◆ SECTION DE TEXTE:
L’attentat contre Clemenceau

Photo et plan datant du 19 ou du 20 février 1919 sur la tentative d’attentat contre George Clemenceau rue Franklin.

Chaque matin, vers huit heures trente, une limousine vient prendre Georges Clemenceau, Président du Conseil depuis 1917, à son domicile, 8 rue Franklin, pour le conduire au ministère de la Guerre.

Ce mercredi 19 février 1919, comme d’habitude, la limousine descend la rue Franklin et aborde doucement le petit carrefour de Passy, appelé aujourd’hui place du Costa Rica et qui était jadis la porte d’entrée du couvent de frères minimes surnommés les Bonshommes de Passy. Il faut ralentir car une station de tramway gène pour tourner et prendre le boulevard Delessert. Emile Cottin le sait, il a repéré les lieux les jours précédents, et il est là portant un chapeau mou et un imperméable jaune. Tout se déroule très vite. Albéric Cahuet, dans L’Illustration du 22 février, raconte :

« Un coup de feu retentit. L’homme courait, tendant le bras vers la limousine qui accélérait sa marche. On a photographié l’auto et compté les balles. Neuf avaient porté, les deux premières pénétrant par les glaces de la voiture, sept autres – dont l’une blessait le Président du Conseil – pénétrant par la partie arrière de la carrosserie. Une dixième, dans la rue, traversait la joue d’un agent. Le chauffeur militaire était légèrement blessé à l’oeil par un éclat de verre. »

Le planton Decaudin, qui est près du chauffeur Brabant, fait accélérer la voiture et ramène Clemenceau à son domicile, tandis que la foule se précipite sur l’homme qui a osé attenter à la vie de celui qu’on surnomma « le Père la Victoire ». Les forces de l’ordre ont le plus grand mal à contenir cette foule, qui veut exécuter Cottin sur place, et parviennent à l’emmener vivant au commissariat.

« Il avait dans ses poches, avec une brochure libertaire, un browning, un chargeur, des cartouches, tout ce qu’il fallait pour placer encore 23 balles si on ne l’avait pas arrêté en chemin. »

◆ DONNÉES ENREGISTRÉES:

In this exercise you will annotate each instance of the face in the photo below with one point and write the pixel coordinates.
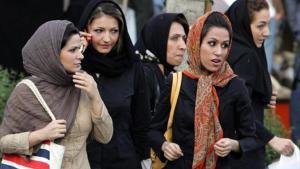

◆ CONSIGNES DE L'EXERCICE:
a: Selon le texte sur l'attentat contre Clemenceau, à quelle adresse Clemenceau habitait-il ?
b: Reproduisez fidèlement le passage du texte sur l'attentat contre Clemenceau, depuis « L’attentat contre Clemenceau » jusqu'à « de la Guerre. » inclus.

◆ RÉPONSES PAR CONSIGNE:
a: Au 8 rue Franklin.

b:
L’attentat contre Clemenceau

Photo et plan datant du 19 ou du 20 février 1919 sur la tentative d’attentat contre George Clemenceau rue Franklin.

Chaque matin, vers huit heures trente, une limousine vient prendre Georges Clemenceau, Président du Conseil depuis 1917, à son domicile, 8 rue Franklin, pour le conduire au ministère de la Guerre.